» BRIEF
From the line that contains "Target: sofa" to the end of the records below, copy every line exactly. Both the first and last of these lines count.

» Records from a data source
******************************

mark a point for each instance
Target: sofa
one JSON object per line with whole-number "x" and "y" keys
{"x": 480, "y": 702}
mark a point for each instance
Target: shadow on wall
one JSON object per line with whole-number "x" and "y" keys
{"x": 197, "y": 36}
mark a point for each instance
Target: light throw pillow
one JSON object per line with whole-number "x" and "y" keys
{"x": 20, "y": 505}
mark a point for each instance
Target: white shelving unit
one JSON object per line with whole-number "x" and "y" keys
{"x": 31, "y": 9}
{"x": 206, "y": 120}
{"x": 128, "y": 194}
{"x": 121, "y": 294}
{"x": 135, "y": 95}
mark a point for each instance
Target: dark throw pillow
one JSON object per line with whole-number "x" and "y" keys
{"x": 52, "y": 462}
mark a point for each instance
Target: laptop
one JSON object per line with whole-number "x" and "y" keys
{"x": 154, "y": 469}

******************************

» YOUR RESPONSE
Target: sofa
one JSON object per line with whole-number "x" and "y" keys
{"x": 480, "y": 702}
mark a point for each instance
Target: shadow on wall
one JSON object per line with whole-number "x" and "y" keys
{"x": 197, "y": 36}
mark a point for each instance
Target: light throw pillow
one JSON object per line with whole-number "x" and "y" keys
{"x": 20, "y": 505}
mark a point for each instance
Target: white shelving unit
one JSON object per line with whole-number "x" and "y" keys
{"x": 31, "y": 9}
{"x": 206, "y": 120}
{"x": 128, "y": 194}
{"x": 121, "y": 294}
{"x": 135, "y": 95}
mark a point for each instance
Target: dark throw pillow
one JSON object per line with whole-number "x" and "y" keys
{"x": 52, "y": 462}
mark a point for each instance
Target: laptop
one JSON object per line with whole-number "x" and "y" keys
{"x": 154, "y": 469}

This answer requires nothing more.